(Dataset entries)
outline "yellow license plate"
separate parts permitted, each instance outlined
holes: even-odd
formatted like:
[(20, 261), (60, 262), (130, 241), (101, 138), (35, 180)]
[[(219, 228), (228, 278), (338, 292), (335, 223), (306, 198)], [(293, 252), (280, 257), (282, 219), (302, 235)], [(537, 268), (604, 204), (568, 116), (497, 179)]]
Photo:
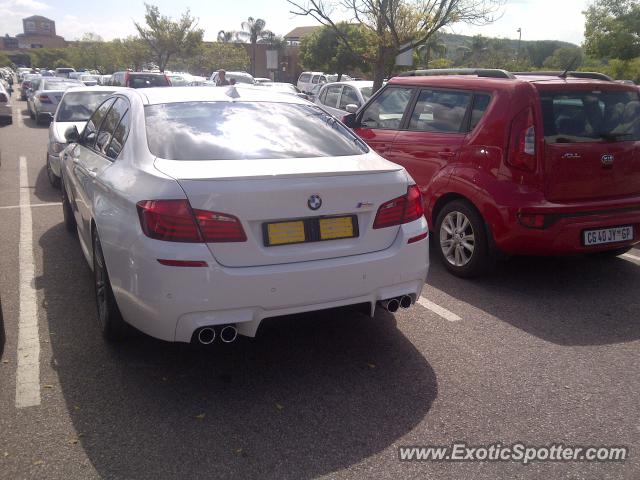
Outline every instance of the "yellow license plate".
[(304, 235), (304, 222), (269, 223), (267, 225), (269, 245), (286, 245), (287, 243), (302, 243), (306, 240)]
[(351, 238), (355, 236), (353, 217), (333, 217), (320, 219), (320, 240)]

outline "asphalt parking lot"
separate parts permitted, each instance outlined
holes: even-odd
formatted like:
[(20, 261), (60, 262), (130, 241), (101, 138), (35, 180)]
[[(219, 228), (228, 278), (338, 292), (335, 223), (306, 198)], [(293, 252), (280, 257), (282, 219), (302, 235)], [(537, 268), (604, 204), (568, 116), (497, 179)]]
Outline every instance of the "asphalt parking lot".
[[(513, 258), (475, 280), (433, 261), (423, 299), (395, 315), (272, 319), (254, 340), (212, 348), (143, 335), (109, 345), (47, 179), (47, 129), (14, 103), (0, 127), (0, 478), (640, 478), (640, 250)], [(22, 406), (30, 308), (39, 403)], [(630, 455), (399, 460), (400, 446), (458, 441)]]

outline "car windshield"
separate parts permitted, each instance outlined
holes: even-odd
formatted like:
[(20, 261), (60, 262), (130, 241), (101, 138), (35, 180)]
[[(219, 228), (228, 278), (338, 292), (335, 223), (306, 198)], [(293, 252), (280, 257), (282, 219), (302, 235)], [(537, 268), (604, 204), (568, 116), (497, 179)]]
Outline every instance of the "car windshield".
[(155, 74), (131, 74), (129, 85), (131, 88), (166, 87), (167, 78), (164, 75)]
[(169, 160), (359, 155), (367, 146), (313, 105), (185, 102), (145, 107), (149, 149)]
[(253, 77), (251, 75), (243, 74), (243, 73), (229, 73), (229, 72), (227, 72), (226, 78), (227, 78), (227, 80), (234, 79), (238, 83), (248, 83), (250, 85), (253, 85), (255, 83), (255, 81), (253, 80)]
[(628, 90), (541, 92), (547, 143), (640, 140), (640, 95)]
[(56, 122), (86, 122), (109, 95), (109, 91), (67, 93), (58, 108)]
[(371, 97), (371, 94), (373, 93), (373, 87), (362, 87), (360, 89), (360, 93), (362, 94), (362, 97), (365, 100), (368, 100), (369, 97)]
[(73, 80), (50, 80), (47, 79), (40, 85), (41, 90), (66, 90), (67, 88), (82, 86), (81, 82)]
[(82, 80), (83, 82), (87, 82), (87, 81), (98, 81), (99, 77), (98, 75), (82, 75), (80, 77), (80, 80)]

- [Task objective] What you output should match the records line for line, minus the pictures.

- [Your response]
outline "yellow license plate"
separate parts permitted, each instance outlined
holes: even-odd
formatted like:
[(20, 261), (60, 262), (130, 241), (101, 138), (35, 180)]
[[(219, 228), (228, 278), (338, 292), (335, 223), (306, 198)], [(293, 252), (280, 257), (282, 219), (302, 235)], [(537, 268), (604, 204), (568, 116), (497, 179)]]
Photo:
Outline every instance of the "yellow license plate".
[(304, 235), (304, 222), (269, 223), (267, 225), (269, 245), (286, 245), (287, 243), (302, 243), (306, 240)]
[(351, 238), (355, 236), (353, 217), (333, 217), (320, 219), (320, 240)]

outline "asphalt parking lot"
separate parts permitted, each instance outlined
holes: even-odd
formatted like:
[(20, 261), (60, 262), (130, 241), (101, 138), (35, 180)]
[[(219, 228), (228, 278), (338, 292), (335, 223), (306, 198)], [(293, 252), (280, 257), (282, 219), (302, 235)], [(537, 268), (604, 204), (568, 116), (497, 179)]]
Outline every instance of the "asphalt parking lot".
[[(513, 258), (475, 280), (433, 261), (423, 299), (395, 315), (272, 319), (254, 340), (212, 348), (143, 335), (109, 345), (47, 179), (47, 129), (14, 103), (0, 127), (0, 478), (640, 478), (640, 250)], [(22, 406), (30, 308), (39, 403)], [(630, 455), (399, 460), (400, 446), (458, 441)]]

outline "car windshield"
separate parts permitted, each instance outlined
holes: even-odd
formatted like:
[(20, 261), (60, 262), (130, 241), (101, 138), (35, 180)]
[[(219, 228), (228, 278), (338, 292), (335, 223), (306, 198)], [(293, 252), (280, 257), (282, 219), (302, 235)], [(537, 268), (604, 204), (568, 116), (497, 179)]]
Outline every instance of the "car windshield".
[(155, 74), (131, 74), (129, 85), (131, 88), (166, 87), (167, 78), (164, 75)]
[(169, 160), (359, 155), (367, 146), (313, 105), (185, 102), (145, 107), (149, 149)]
[(253, 77), (251, 75), (243, 74), (243, 73), (229, 73), (229, 72), (227, 72), (226, 78), (227, 78), (227, 80), (234, 79), (238, 83), (248, 83), (250, 85), (253, 85), (255, 83), (255, 81), (253, 80)]
[(628, 90), (541, 92), (547, 143), (640, 140), (640, 95)]
[(56, 122), (86, 122), (109, 95), (109, 91), (67, 93), (58, 108)]
[(371, 97), (371, 94), (373, 93), (373, 87), (362, 87), (360, 89), (360, 93), (362, 94), (362, 97), (365, 100), (368, 100), (369, 97)]
[(73, 80), (50, 80), (47, 79), (40, 85), (41, 90), (66, 90), (67, 88), (82, 86), (81, 82)]
[(82, 80), (83, 82), (87, 82), (87, 81), (98, 81), (99, 77), (98, 75), (82, 75), (80, 77), (80, 80)]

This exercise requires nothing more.